*Extrait du document:*
= = = = =

Durant bien des années, le droit dans ce domaine a été marqué par un surprenant immobilisme. La loi du 18 juin 1838, adoptée sous le règne de Louis Philippe, n'a été abrogée qu'en 1990. Jusqu'à cette date, le droit positif traitait donc des "aliénés" et se préoccupait surtout de leur enfermement, dans le but de mettre la population à l'abri du danger qu'ils pouvaient représenter. La loi du 27 juin 1990 a mis fin à cette législation d'un autre âge en ouvrant aux personnes hospitalisées sans leur consentement, soit à la demande de leur famille, soit sur le fondement d'une décision de l'autorité de police, le droit de saisir le juge judiciaire pour faire reconnaître le caractère abusif de leur internement et ordonner leur libération.

Par deux décisions rendues sur QPC le 26 novembre 2010 et le 9 juin 2011, le Conseil constitutionnel a brutalement mis fin à cette période de stabilité. Il a censuré les dispositifs d'hospitalisation sans le consentement du patient pour violation de l'article 66 de la Constitution. La privation de liberté qu'autorisaient ces procédures pouvait en effet se prolonger au-delà de quinze jours, sans intervention du juge judiciaire, par simple décision administrative. Le Conseil ayant repoussé l'abrogation des dispositions litigieuses au 1er août 2011, le législateur est donc intervenu, non sans précipitation. La loi du 5 juillet 2011 impose désormais l'intervention du juge des libertés et de la détention de manière systématique, dès qu'une personne est soumise à des soins psychiatriques sans son consentement. Sa décision doit être rendue à l'issue d'une période d'hospitalisation complète, puis tous les six mois si le traitement doit être prolongé.

= = = = =

*Données à examiner:*

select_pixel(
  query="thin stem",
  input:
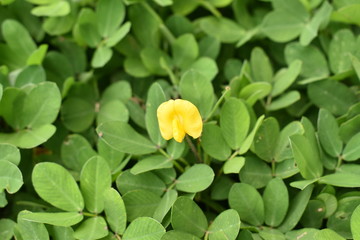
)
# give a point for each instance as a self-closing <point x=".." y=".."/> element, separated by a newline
<point x="273" y="167"/>
<point x="193" y="149"/>
<point x="164" y="30"/>
<point x="227" y="89"/>
<point x="234" y="154"/>
<point x="178" y="166"/>
<point x="211" y="8"/>
<point x="32" y="204"/>
<point x="339" y="162"/>
<point x="164" y="153"/>
<point x="182" y="160"/>
<point x="88" y="214"/>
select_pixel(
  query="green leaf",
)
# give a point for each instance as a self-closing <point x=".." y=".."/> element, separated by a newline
<point x="64" y="219"/>
<point x="109" y="15"/>
<point x="281" y="26"/>
<point x="165" y="204"/>
<point x="297" y="208"/>
<point x="283" y="150"/>
<point x="178" y="235"/>
<point x="214" y="143"/>
<point x="225" y="226"/>
<point x="313" y="214"/>
<point x="92" y="228"/>
<point x="195" y="88"/>
<point x="118" y="35"/>
<point x="255" y="91"/>
<point x="152" y="59"/>
<point x="342" y="45"/>
<point x="86" y="28"/>
<point x="120" y="90"/>
<point x="284" y="101"/>
<point x="175" y="149"/>
<point x="246" y="200"/>
<point x="349" y="128"/>
<point x="306" y="157"/>
<point x="195" y="179"/>
<point x="188" y="217"/>
<point x="29" y="138"/>
<point x="127" y="182"/>
<point x="56" y="9"/>
<point x="276" y="202"/>
<point x="327" y="234"/>
<point x="152" y="163"/>
<point x="30" y="74"/>
<point x="331" y="95"/>
<point x="328" y="131"/>
<point x="185" y="50"/>
<point x="56" y="26"/>
<point x="344" y="179"/>
<point x="75" y="151"/>
<point x="255" y="172"/>
<point x="302" y="184"/>
<point x="124" y="138"/>
<point x="285" y="77"/>
<point x="234" y="165"/>
<point x="271" y="234"/>
<point x="286" y="169"/>
<point x="115" y="212"/>
<point x="140" y="203"/>
<point x="261" y="68"/>
<point x="101" y="56"/>
<point x="112" y="111"/>
<point x="314" y="61"/>
<point x="10" y="177"/>
<point x="347" y="14"/>
<point x="37" y="57"/>
<point x="61" y="233"/>
<point x="144" y="228"/>
<point x="10" y="153"/>
<point x="266" y="139"/>
<point x="77" y="114"/>
<point x="206" y="66"/>
<point x="6" y="228"/>
<point x="41" y="105"/>
<point x="250" y="137"/>
<point x="31" y="230"/>
<point x="234" y="122"/>
<point x="155" y="97"/>
<point x="352" y="149"/>
<point x="355" y="223"/>
<point x="95" y="178"/>
<point x="18" y="38"/>
<point x="319" y="20"/>
<point x="224" y="29"/>
<point x="55" y="185"/>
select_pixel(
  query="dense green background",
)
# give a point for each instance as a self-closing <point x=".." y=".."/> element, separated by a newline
<point x="276" y="83"/>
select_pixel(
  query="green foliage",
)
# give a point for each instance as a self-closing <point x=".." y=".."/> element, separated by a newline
<point x="276" y="83"/>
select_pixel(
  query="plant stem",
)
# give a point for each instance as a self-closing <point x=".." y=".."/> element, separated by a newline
<point x="227" y="89"/>
<point x="193" y="149"/>
<point x="211" y="8"/>
<point x="88" y="214"/>
<point x="164" y="30"/>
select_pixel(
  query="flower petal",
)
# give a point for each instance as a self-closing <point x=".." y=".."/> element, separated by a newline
<point x="166" y="115"/>
<point x="178" y="130"/>
<point x="189" y="117"/>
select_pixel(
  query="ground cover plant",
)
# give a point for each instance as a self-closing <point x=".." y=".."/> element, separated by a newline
<point x="265" y="143"/>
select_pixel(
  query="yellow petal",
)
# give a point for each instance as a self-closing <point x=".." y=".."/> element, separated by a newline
<point x="166" y="115"/>
<point x="189" y="117"/>
<point x="178" y="130"/>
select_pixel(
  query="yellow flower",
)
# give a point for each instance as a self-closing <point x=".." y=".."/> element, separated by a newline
<point x="177" y="118"/>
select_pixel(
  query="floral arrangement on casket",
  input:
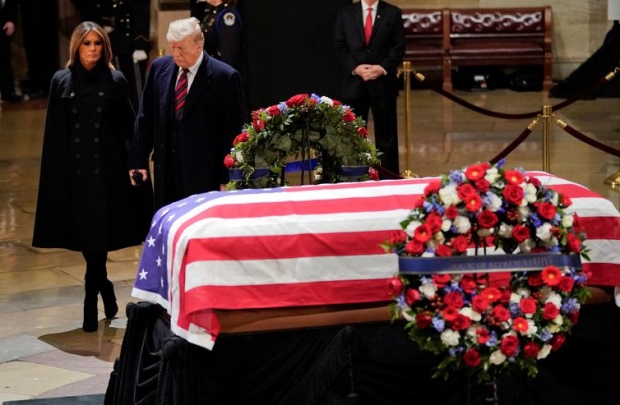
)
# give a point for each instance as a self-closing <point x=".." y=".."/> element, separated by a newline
<point x="476" y="325"/>
<point x="293" y="128"/>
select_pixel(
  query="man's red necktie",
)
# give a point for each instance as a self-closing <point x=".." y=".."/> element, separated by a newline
<point x="368" y="26"/>
<point x="179" y="94"/>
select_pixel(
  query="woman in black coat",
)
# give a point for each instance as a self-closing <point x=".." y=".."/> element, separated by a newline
<point x="86" y="203"/>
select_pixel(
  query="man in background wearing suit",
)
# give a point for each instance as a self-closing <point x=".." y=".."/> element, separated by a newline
<point x="370" y="40"/>
<point x="192" y="108"/>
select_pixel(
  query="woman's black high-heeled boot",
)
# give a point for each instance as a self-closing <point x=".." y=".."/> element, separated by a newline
<point x="90" y="304"/>
<point x="109" y="299"/>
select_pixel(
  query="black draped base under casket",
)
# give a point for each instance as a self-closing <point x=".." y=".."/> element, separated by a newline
<point x="364" y="364"/>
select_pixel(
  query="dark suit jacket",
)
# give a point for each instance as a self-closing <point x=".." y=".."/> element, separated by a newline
<point x="386" y="48"/>
<point x="213" y="115"/>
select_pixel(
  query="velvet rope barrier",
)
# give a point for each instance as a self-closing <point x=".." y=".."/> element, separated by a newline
<point x="583" y="93"/>
<point x="522" y="137"/>
<point x="584" y="138"/>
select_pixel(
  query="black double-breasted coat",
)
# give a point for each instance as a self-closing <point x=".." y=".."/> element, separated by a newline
<point x="86" y="201"/>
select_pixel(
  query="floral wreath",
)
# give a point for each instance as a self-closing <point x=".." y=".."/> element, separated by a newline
<point x="477" y="326"/>
<point x="293" y="128"/>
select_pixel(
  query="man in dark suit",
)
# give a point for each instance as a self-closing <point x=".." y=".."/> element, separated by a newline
<point x="192" y="108"/>
<point x="371" y="45"/>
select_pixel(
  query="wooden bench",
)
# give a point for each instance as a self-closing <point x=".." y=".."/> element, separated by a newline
<point x="504" y="37"/>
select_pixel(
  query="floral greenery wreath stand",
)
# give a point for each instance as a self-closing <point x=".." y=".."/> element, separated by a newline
<point x="450" y="306"/>
<point x="298" y="127"/>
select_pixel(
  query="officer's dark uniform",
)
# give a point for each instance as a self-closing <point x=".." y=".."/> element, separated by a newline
<point x="130" y="23"/>
<point x="221" y="26"/>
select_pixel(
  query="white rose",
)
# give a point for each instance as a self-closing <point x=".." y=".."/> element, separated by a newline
<point x="450" y="337"/>
<point x="449" y="195"/>
<point x="462" y="224"/>
<point x="428" y="290"/>
<point x="491" y="175"/>
<point x="497" y="357"/>
<point x="567" y="220"/>
<point x="327" y="101"/>
<point x="543" y="232"/>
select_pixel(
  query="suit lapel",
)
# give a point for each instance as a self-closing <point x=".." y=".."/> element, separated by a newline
<point x="203" y="75"/>
<point x="166" y="90"/>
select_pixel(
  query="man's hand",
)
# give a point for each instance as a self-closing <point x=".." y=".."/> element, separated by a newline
<point x="143" y="172"/>
<point x="369" y="72"/>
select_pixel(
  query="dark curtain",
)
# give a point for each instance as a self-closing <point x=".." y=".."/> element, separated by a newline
<point x="289" y="49"/>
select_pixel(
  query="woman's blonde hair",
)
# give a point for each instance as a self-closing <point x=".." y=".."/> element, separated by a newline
<point x="78" y="36"/>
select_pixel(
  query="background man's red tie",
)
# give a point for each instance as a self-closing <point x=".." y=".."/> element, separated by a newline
<point x="179" y="94"/>
<point x="368" y="26"/>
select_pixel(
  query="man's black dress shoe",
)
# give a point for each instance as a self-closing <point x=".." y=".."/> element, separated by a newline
<point x="12" y="98"/>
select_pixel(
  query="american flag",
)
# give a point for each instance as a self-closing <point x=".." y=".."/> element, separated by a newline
<point x="306" y="246"/>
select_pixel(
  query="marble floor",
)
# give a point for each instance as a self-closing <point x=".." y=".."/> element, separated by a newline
<point x="43" y="351"/>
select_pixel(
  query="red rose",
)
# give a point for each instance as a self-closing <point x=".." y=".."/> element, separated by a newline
<point x="493" y="294"/>
<point x="530" y="350"/>
<point x="259" y="125"/>
<point x="480" y="303"/>
<point x="509" y="345"/>
<point x="414" y="247"/>
<point x="395" y="286"/>
<point x="550" y="311"/>
<point x="487" y="219"/>
<point x="465" y="190"/>
<point x="373" y="174"/>
<point x="534" y="279"/>
<point x="296" y="100"/>
<point x="449" y="313"/>
<point x="412" y="296"/>
<point x="528" y="305"/>
<point x="483" y="335"/>
<point x="513" y="177"/>
<point x="500" y="313"/>
<point x="566" y="284"/>
<point x="348" y="116"/>
<point x="546" y="210"/>
<point x="473" y="202"/>
<point x="482" y="185"/>
<point x="471" y="358"/>
<point x="454" y="299"/>
<point x="432" y="187"/>
<point x="423" y="233"/>
<point x="229" y="161"/>
<point x="423" y="319"/>
<point x="573" y="242"/>
<point x="520" y="324"/>
<point x="557" y="341"/>
<point x="460" y="244"/>
<point x="443" y="251"/>
<point x="475" y="172"/>
<point x="513" y="194"/>
<point x="441" y="280"/>
<point x="565" y="200"/>
<point x="551" y="275"/>
<point x="452" y="212"/>
<point x="242" y="137"/>
<point x="468" y="284"/>
<point x="461" y="322"/>
<point x="434" y="221"/>
<point x="520" y="233"/>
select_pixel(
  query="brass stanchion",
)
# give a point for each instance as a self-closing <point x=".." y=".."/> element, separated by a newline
<point x="407" y="70"/>
<point x="546" y="114"/>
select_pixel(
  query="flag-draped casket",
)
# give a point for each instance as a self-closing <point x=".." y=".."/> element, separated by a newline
<point x="308" y="248"/>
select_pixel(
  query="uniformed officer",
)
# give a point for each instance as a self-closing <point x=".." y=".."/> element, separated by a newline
<point x="221" y="26"/>
<point x="127" y="23"/>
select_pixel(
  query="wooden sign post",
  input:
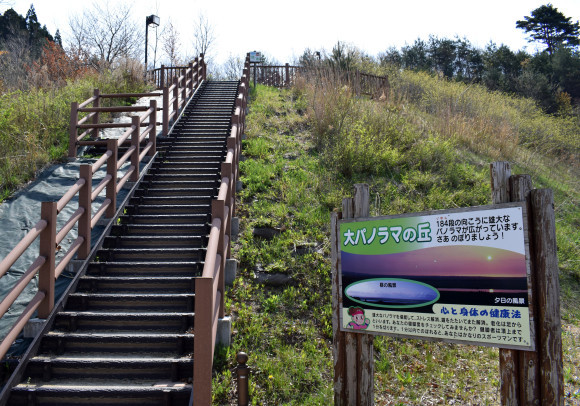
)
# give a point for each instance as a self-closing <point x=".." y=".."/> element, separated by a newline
<point x="354" y="363"/>
<point x="534" y="377"/>
<point x="527" y="377"/>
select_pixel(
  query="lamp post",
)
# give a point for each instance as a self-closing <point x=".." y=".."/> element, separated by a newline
<point x="149" y="20"/>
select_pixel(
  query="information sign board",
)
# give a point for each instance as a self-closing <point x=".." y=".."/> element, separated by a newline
<point x="456" y="275"/>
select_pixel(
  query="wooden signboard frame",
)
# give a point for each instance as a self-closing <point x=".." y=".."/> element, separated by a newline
<point x="527" y="377"/>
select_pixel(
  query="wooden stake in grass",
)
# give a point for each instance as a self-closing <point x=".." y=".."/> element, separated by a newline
<point x="534" y="378"/>
<point x="353" y="352"/>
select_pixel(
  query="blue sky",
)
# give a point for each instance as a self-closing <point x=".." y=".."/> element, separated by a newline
<point x="283" y="29"/>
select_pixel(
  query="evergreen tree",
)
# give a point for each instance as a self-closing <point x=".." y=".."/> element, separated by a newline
<point x="550" y="26"/>
<point x="58" y="38"/>
<point x="31" y="20"/>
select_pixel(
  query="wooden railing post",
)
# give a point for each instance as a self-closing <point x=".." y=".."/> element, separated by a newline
<point x="135" y="143"/>
<point x="165" y="124"/>
<point x="112" y="145"/>
<point x="153" y="123"/>
<point x="96" y="117"/>
<point x="46" y="274"/>
<point x="353" y="352"/>
<point x="548" y="297"/>
<point x="520" y="187"/>
<point x="202" y="345"/>
<point x="85" y="201"/>
<point x="72" y="139"/>
<point x="534" y="378"/>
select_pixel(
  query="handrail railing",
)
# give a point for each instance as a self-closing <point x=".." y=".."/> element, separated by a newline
<point x="184" y="80"/>
<point x="45" y="265"/>
<point x="210" y="287"/>
<point x="163" y="77"/>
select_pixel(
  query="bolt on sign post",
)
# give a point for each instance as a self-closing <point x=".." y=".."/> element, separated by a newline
<point x="468" y="276"/>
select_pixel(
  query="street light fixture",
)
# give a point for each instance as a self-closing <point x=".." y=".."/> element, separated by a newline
<point x="149" y="20"/>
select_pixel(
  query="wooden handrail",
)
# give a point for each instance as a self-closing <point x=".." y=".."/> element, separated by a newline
<point x="210" y="286"/>
<point x="22" y="246"/>
<point x="45" y="264"/>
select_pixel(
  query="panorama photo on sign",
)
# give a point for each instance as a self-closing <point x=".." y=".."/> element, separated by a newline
<point x="456" y="275"/>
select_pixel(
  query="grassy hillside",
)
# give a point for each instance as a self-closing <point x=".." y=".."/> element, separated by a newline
<point x="428" y="146"/>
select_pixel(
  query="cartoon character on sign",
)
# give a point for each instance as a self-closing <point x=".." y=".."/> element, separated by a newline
<point x="359" y="322"/>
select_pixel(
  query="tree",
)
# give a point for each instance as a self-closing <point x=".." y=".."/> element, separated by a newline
<point x="58" y="38"/>
<point x="416" y="56"/>
<point x="104" y="34"/>
<point x="232" y="68"/>
<point x="203" y="36"/>
<point x="171" y="44"/>
<point x="550" y="26"/>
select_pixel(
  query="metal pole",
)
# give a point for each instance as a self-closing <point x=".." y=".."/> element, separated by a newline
<point x="146" y="46"/>
<point x="242" y="371"/>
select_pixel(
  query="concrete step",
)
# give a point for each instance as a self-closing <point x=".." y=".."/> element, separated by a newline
<point x="131" y="302"/>
<point x="99" y="322"/>
<point x="145" y="269"/>
<point x="102" y="393"/>
<point x="170" y="241"/>
<point x="150" y="254"/>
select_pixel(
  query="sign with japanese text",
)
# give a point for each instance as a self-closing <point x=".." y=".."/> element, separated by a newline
<point x="455" y="275"/>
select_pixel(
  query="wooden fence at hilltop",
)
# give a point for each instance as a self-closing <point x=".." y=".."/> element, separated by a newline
<point x="286" y="76"/>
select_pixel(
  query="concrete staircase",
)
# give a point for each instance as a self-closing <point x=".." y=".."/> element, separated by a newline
<point x="125" y="335"/>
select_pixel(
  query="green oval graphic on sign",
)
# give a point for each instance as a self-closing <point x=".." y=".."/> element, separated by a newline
<point x="392" y="293"/>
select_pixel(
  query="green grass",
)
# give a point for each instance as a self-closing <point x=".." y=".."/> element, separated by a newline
<point x="300" y="162"/>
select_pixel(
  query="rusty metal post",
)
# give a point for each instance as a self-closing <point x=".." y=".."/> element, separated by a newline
<point x="135" y="143"/>
<point x="165" y="124"/>
<point x="184" y="86"/>
<point x="175" y="107"/>
<point x="242" y="371"/>
<point x="85" y="201"/>
<point x="153" y="123"/>
<point x="72" y="139"/>
<point x="191" y="84"/>
<point x="500" y="173"/>
<point x="46" y="274"/>
<point x="96" y="104"/>
<point x="112" y="145"/>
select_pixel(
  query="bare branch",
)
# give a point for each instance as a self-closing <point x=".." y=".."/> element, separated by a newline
<point x="170" y="43"/>
<point x="105" y="34"/>
<point x="203" y="36"/>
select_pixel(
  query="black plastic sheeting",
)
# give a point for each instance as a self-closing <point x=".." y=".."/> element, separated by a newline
<point x="19" y="214"/>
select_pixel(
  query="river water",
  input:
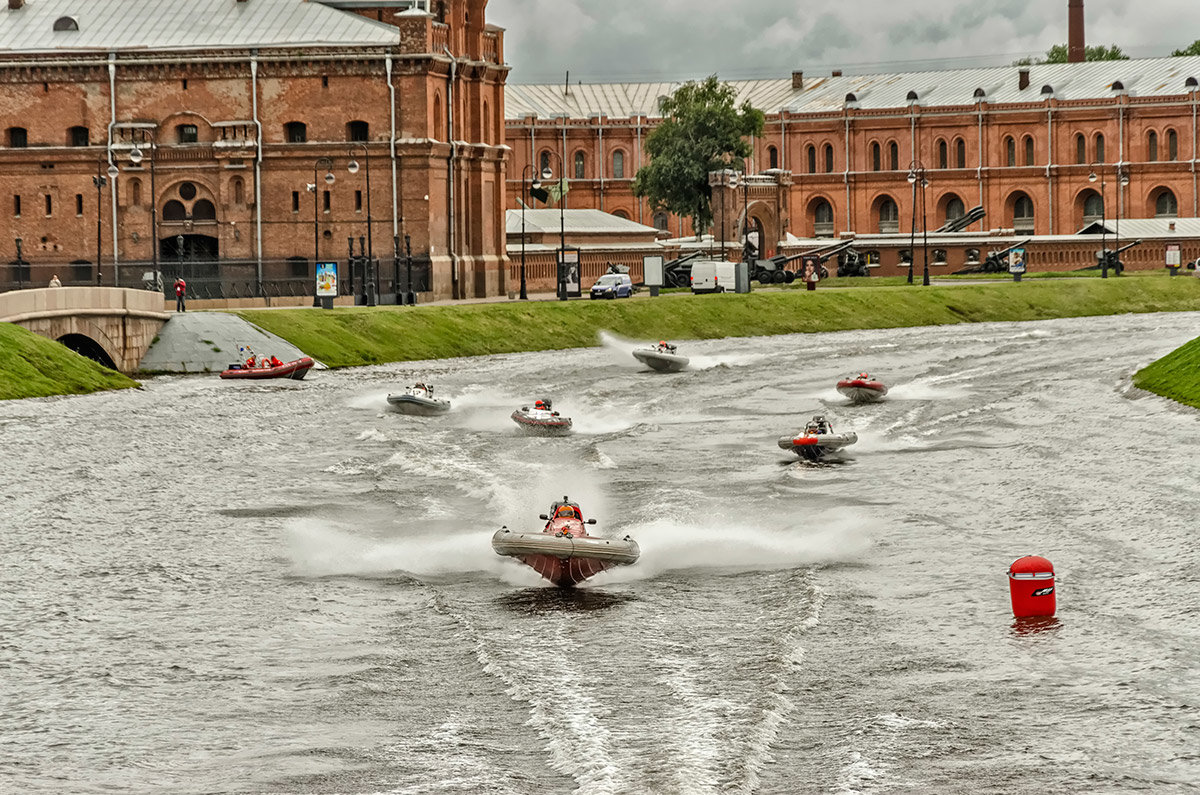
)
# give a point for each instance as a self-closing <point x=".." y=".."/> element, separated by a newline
<point x="285" y="587"/>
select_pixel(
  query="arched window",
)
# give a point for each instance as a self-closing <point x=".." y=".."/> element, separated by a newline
<point x="889" y="216"/>
<point x="173" y="210"/>
<point x="1023" y="214"/>
<point x="955" y="209"/>
<point x="204" y="210"/>
<point x="295" y="132"/>
<point x="1167" y="205"/>
<point x="1093" y="208"/>
<point x="822" y="220"/>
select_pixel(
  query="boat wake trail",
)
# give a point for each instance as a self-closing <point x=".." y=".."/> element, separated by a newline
<point x="667" y="545"/>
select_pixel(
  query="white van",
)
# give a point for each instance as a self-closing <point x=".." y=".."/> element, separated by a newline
<point x="713" y="276"/>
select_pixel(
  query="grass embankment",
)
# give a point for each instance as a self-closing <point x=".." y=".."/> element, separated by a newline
<point x="33" y="366"/>
<point x="359" y="335"/>
<point x="1175" y="376"/>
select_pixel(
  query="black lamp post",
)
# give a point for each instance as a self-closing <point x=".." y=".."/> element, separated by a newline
<point x="136" y="157"/>
<point x="917" y="177"/>
<point x="1104" y="220"/>
<point x="328" y="165"/>
<point x="353" y="167"/>
<point x="534" y="185"/>
<point x="1122" y="183"/>
<point x="100" y="181"/>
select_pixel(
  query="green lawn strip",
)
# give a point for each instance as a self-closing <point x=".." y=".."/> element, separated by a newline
<point x="1175" y="376"/>
<point x="33" y="366"/>
<point x="352" y="336"/>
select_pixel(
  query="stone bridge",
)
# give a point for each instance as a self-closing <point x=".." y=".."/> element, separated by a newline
<point x="112" y="326"/>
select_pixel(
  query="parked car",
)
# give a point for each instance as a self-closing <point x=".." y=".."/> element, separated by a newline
<point x="612" y="286"/>
<point x="713" y="276"/>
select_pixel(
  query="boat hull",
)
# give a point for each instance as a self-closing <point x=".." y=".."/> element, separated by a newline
<point x="661" y="362"/>
<point x="862" y="392"/>
<point x="565" y="560"/>
<point x="418" y="406"/>
<point x="814" y="448"/>
<point x="294" y="370"/>
<point x="543" y="425"/>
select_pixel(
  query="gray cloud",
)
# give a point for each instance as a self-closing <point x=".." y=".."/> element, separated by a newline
<point x="641" y="40"/>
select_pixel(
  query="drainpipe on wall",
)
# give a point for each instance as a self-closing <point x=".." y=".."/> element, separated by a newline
<point x="112" y="183"/>
<point x="258" y="169"/>
<point x="397" y="211"/>
<point x="450" y="174"/>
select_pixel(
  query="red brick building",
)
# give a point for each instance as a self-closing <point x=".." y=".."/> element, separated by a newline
<point x="232" y="126"/>
<point x="1021" y="142"/>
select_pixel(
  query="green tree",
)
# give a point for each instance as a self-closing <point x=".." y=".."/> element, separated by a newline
<point x="703" y="130"/>
<point x="1057" y="54"/>
<point x="1193" y="49"/>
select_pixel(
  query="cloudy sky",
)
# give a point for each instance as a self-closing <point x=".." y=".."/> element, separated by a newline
<point x="652" y="40"/>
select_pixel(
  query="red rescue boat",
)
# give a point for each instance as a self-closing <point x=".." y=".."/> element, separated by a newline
<point x="295" y="370"/>
<point x="862" y="388"/>
<point x="563" y="553"/>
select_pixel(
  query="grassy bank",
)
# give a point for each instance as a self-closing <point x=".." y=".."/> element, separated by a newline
<point x="1175" y="376"/>
<point x="359" y="335"/>
<point x="33" y="366"/>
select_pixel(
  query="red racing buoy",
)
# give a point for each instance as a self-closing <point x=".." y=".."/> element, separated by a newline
<point x="1031" y="585"/>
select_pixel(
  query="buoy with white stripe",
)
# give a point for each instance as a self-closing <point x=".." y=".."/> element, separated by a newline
<point x="1032" y="587"/>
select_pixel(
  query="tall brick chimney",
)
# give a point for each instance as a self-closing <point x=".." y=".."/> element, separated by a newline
<point x="1077" y="48"/>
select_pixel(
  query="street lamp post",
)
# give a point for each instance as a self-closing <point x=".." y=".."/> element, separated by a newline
<point x="136" y="157"/>
<point x="1104" y="220"/>
<point x="917" y="177"/>
<point x="526" y="173"/>
<point x="353" y="167"/>
<point x="328" y="165"/>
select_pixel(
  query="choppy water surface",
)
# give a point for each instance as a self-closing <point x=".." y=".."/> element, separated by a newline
<point x="283" y="587"/>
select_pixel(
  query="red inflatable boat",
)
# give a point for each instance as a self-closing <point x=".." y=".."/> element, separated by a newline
<point x="295" y="370"/>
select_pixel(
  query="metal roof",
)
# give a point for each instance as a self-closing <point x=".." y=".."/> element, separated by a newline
<point x="823" y="95"/>
<point x="107" y="25"/>
<point x="574" y="221"/>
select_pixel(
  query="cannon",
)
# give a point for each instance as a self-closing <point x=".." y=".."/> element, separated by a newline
<point x="774" y="270"/>
<point x="1114" y="258"/>
<point x="677" y="273"/>
<point x="996" y="262"/>
<point x="959" y="225"/>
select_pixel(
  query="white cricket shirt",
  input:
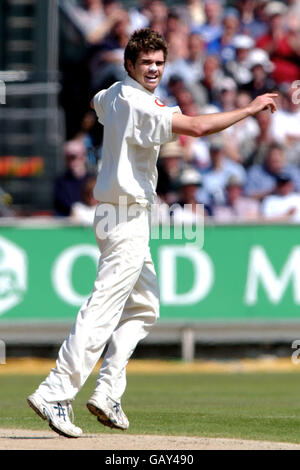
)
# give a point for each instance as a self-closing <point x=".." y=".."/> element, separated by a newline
<point x="135" y="123"/>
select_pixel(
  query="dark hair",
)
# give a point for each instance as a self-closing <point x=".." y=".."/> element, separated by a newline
<point x="144" y="40"/>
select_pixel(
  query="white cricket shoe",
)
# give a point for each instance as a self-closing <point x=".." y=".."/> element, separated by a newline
<point x="108" y="411"/>
<point x="56" y="413"/>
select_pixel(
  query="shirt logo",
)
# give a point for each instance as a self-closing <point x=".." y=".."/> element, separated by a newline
<point x="159" y="103"/>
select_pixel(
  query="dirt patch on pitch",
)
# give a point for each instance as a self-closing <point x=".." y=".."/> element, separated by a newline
<point x="19" y="439"/>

= = = = =

*Série d'exercices:*
a) D'après le texte sur l'hospitalisation sans consentement, en quelle année la loi du 18 juin 1838 a-t-elle été abrogée ?
b) Recopiez le passage du texte sur l'hospitalisation sans consentement compris entre « Durant bien des » et « ordonner leur libération. », ces deux bornes incluses.
c) Écrivez la suite du texte sur l'hospitalisation sans consentement, en commençant après sa dernière phrase.
Vous n'aurez pas besoin des lignes pour ce travail.

*Réponses par exercice:*
a) Elle a été abrogée en 1990.

b)
Durant bien des années, le droit dans ce domaine a été marqué par un surprenant immobilisme. La loi du 18 juin 1838, adoptée sous le règne de Louis Philippe, n'a été abrogée qu'en 1990. Jusqu'à cette date, le droit positif traitait donc des "aliénés" et se préoccupait surtout de leur enfermement, dans le but de mettre la population à l'abri du danger qu'ils pouvaient représenter. La loi du 27 juin 1990 a mis fin à cette législation d'un autre âge en ouvrant aux personnes hospitalisées sans leur consentement, soit à la demande de leur famille, soit sur le fondement d'une décision de l'autorité de police, le droit de saisir le juge judiciaire pour faire reconnaître le caractère abusif de leur internement et ordonner leur libération.

c)
On pouvait penser que le régime juridique des soins sans le consentement des patients était enfin établi. La présente proposition de loi montre le contraire, même si elle n'a pas pour objet de modifier l'ensemble du texte de juillet 2011. C'est ainsi qu'elle ne met pas en cause l'évolution qui a permis de passer de la notion d'"hospitalisation" à celle de "soins" sans consentement. L'idée est désormais acquise que la prise en charge de la maladie mentale ne passe pas nécessairement par l'enfermement du patient. Sans doute, mais il n'en demeure pas moins que les trois modifications introduites par la proposition de loi actuellement en débat portent précisément sur les conditions d'enfermement. Si les deux premières seront sans doutes relativement consensuelles dans la mesure où elles trouvent leur origine dans la jurisprudence du Conseil constitutionnel, la troisième, celle portant sur l'autorisation des sorties d'essai, sera sans doute davantage débattue.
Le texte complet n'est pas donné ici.